**Section de texte**

Au contraire des Etats-Unis, l’Europe se caractérise, selon vous, par un « pacifisme banal ».
La société civile française, et plus largement européenne, ne veut pas tomber dans cette logique de guerre, à la base du discours des terroristes. Surtout qu’il y a aujourd’hui des Français, des Belges parmi eux. Donc, le « On », ça peut être le 11e arrondissement, Paris, la France, l’Europe, l’Occident ou l’humanité. C’est ce que j’appelle la « communauté imprécise ».
Quelle réponse sociologique peut-on alors donner à la chasse aux Français qui n’étaient pas Charlie ?
Quand une société moderne, autrement dit individualiste, est attaquée, sa cohésion sociale se resserre. On est moins ouvert à la discussion. Si on ne se montre pas solidaire, on est en rupture de ban. Cela se manifeste beaucoup sur les réseaux sociaux. Il y a un fort contrôle social qui s’exerce. Cela nous pousse par exemple sur Facebook à mettre un filtre bleu-blanc-rouge. Or, chacun a une réflexion derrière ces symboles. On peut être solidaire tout en refusant la dimension symbolique. On a le droit de dire « Je suis Charlie » mais « Je suis aussi, ne l’oublions pas Ahmed, la policière de Montrouge, les victimes de Toulouse, de Montauban, etc. »
Ce qui ne plaît pas vraiment à l’Etat…
Après chaque attentat, les autorités parlent d’une attaque contre la nation, contre un mode de vie. Il y a une « essentialisation » du peuple, de l’identité collective. Or, sociologiquement, c’est une vision totalement imaginaire et symbolique. Car, dans une société pluraliste comme la nôtre, nous sommes plusieurs modes de vie à la foi. C’est parfois assez risible. Les autorités neutralisent d’emblée la possibilité même d’un discours public critique qui renverrait notamment la faute sur les choix de politique étrangère.
Comment analyser justement certains discours, qui déplorent la couverture faite des attentats en Syrie, en Irak ou encore au Liban ?

**Activité**
Pouvez-vous recopier le passage de l'entretien qui va de "Au contraire des" jusqu'à "pas Charlie ?", en remplaçant "Belges" par "Suisses" ?

**Entrées enregistrées**
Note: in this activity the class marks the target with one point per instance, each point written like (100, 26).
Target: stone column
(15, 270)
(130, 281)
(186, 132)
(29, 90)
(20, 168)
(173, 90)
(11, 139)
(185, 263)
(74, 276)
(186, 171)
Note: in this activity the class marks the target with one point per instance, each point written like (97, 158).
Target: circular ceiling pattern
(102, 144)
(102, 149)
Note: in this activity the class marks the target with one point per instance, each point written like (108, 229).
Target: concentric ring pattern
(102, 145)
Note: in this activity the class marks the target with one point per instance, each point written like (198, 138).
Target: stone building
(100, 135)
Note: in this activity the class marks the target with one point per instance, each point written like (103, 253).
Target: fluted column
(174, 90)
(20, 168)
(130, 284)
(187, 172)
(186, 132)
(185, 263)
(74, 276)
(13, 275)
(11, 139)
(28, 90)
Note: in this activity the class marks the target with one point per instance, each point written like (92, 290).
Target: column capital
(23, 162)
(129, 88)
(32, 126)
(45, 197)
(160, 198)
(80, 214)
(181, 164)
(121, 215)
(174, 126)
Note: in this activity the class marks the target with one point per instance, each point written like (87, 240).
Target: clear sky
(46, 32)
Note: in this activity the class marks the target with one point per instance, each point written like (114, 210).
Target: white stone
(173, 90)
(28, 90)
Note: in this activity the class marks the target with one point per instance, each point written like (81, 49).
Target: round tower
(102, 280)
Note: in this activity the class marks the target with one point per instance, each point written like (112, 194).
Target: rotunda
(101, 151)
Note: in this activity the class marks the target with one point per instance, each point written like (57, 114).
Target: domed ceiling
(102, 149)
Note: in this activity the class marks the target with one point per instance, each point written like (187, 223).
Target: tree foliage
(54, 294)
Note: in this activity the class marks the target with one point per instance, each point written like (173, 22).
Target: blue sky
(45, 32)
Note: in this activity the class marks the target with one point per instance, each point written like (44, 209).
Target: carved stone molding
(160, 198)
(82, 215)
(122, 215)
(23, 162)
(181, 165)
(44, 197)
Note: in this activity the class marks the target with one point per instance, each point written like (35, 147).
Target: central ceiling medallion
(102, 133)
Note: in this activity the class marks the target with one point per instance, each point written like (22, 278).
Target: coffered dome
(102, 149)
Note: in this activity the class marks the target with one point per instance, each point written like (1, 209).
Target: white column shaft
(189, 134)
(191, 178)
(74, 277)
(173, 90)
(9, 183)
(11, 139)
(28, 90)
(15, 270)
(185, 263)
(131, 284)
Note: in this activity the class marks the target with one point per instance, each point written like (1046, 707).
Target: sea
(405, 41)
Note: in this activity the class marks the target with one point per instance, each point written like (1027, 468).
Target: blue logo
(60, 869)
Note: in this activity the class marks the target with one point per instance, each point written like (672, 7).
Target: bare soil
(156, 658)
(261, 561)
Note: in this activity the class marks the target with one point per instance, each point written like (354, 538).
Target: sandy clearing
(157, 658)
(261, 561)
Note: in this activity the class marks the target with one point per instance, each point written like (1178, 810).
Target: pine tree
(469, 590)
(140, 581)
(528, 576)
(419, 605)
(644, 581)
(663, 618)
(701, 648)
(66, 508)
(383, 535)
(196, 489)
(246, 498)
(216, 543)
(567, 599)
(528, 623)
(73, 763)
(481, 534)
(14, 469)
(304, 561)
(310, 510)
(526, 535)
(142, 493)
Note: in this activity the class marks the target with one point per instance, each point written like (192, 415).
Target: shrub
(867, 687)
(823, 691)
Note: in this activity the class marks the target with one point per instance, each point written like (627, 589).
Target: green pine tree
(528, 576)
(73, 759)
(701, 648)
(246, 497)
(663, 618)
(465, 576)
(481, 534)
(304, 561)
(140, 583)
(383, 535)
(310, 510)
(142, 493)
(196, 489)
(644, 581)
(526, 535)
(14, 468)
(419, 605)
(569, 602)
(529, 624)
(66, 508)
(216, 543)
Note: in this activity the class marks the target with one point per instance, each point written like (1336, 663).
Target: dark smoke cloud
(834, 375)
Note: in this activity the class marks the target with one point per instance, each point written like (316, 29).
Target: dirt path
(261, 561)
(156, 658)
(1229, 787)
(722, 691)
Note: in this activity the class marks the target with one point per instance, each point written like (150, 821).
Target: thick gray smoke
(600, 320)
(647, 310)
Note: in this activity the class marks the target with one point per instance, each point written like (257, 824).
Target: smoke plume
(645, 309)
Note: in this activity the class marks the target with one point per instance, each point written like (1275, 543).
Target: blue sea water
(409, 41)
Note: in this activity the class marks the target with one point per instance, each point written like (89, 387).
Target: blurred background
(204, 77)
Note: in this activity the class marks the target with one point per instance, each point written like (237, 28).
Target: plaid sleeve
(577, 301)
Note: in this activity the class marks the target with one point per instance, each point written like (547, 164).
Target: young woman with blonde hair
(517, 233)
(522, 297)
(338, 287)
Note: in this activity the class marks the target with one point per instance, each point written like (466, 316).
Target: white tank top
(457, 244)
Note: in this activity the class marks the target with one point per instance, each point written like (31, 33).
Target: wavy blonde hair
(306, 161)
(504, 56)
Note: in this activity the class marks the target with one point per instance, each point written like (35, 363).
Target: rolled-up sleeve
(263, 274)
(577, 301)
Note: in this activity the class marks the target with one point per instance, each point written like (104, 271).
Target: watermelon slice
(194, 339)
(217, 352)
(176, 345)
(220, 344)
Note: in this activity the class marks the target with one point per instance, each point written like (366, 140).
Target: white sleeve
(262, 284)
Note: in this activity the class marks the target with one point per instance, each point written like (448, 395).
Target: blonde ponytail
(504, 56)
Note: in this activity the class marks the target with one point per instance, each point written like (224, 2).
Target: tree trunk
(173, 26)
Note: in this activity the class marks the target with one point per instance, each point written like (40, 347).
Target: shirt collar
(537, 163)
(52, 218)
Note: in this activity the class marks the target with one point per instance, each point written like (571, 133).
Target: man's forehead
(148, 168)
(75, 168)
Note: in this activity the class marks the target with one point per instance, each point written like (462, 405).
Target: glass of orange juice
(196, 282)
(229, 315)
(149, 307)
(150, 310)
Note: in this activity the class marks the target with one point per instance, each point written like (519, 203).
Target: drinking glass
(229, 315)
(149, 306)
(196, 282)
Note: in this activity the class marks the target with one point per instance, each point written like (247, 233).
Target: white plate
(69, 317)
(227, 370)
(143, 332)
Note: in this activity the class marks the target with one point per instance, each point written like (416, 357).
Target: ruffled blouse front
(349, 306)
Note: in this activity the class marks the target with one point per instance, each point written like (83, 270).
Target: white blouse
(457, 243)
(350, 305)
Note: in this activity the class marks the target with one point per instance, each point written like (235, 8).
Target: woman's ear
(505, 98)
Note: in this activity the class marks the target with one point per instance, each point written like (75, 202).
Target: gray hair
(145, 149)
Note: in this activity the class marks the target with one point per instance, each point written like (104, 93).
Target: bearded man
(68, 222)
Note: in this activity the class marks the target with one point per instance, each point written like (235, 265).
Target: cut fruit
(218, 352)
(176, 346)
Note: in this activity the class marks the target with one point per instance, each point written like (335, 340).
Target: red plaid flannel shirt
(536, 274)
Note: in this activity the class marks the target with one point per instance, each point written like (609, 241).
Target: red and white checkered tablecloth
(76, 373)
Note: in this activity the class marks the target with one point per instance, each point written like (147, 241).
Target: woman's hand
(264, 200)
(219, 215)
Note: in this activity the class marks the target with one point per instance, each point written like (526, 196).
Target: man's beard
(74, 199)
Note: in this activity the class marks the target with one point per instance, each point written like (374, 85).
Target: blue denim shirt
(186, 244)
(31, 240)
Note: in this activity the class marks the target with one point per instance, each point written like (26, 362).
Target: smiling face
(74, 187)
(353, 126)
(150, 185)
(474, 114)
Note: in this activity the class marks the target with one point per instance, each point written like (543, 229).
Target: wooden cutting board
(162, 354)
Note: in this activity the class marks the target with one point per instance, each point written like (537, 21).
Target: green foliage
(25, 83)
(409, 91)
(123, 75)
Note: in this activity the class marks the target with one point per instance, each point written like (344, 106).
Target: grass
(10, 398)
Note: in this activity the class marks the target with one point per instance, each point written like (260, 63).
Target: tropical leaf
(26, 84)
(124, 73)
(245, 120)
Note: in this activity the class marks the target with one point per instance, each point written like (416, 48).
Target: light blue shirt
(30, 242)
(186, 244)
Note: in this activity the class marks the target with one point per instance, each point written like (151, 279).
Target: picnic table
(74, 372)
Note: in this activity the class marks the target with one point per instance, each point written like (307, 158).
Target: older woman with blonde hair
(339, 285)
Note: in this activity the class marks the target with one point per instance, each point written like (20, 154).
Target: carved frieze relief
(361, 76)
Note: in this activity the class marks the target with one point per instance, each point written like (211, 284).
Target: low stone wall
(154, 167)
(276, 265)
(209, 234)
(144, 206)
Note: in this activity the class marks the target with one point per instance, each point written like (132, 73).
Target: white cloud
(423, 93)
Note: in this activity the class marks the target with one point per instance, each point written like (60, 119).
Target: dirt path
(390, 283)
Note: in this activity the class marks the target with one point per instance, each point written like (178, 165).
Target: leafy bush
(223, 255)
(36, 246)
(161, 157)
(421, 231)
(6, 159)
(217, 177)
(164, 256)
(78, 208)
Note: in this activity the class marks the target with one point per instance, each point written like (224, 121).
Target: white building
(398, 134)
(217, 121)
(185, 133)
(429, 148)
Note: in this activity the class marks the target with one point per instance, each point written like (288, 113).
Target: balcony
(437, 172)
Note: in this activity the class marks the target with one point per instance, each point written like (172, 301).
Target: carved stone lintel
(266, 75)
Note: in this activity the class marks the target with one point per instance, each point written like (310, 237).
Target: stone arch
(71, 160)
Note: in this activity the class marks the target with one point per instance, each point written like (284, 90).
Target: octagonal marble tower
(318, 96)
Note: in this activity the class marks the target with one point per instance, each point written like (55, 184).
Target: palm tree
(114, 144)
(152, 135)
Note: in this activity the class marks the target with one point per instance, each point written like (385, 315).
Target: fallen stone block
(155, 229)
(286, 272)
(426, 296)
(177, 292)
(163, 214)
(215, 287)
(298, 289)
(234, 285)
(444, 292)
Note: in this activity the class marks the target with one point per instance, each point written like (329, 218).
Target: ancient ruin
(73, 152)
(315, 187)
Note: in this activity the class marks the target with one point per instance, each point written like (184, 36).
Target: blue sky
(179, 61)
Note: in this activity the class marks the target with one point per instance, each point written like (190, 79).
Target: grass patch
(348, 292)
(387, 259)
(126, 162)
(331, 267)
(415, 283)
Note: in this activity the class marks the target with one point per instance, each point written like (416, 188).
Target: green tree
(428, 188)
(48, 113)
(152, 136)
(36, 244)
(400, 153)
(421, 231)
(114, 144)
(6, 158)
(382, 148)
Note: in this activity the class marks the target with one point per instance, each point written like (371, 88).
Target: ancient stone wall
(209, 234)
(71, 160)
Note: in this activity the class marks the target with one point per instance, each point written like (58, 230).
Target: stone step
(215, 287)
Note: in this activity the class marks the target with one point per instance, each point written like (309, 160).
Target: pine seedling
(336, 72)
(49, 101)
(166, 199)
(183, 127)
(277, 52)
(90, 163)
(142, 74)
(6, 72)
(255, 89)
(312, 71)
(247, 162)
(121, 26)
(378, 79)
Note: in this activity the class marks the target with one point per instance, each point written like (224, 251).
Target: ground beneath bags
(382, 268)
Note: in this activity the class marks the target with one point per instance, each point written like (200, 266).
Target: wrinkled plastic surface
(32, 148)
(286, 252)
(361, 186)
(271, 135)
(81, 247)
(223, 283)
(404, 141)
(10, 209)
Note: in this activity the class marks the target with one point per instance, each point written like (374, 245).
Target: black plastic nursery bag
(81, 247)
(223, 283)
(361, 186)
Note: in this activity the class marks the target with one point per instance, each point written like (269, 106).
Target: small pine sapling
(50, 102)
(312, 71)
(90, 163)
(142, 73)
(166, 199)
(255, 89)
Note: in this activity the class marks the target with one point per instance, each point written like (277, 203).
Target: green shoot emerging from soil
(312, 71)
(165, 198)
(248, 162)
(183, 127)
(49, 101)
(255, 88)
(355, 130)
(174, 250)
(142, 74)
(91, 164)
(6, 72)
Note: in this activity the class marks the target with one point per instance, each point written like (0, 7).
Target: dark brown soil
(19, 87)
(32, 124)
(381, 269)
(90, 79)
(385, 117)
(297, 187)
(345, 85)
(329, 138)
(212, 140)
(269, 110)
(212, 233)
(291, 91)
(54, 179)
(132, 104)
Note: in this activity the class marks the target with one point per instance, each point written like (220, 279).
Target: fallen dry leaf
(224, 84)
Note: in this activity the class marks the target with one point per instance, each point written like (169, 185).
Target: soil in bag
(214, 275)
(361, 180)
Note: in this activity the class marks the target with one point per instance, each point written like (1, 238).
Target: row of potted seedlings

**Résultat obtenu**
Au contraire des Etats-Unis, l’Europe se caractérise, selon vous, par un « pacifisme banal ».
La société civile française, et plus largement européenne, ne veut pas tomber dans cette logique de guerre, à la base du discours des terroristes. Surtout qu’il y a aujourd’hui des Français, des Suisses parmi eux. Donc, le « On », ça peut être le 11e arrondissement, Paris, la France, l’Europe, l’Occident ou l’humanité. C’est ce que j’appelle la « communauté imprécise ».
Quelle réponse sociologique peut-on alors donner à la chasse aux Français qui n’étaient pas Charlie ?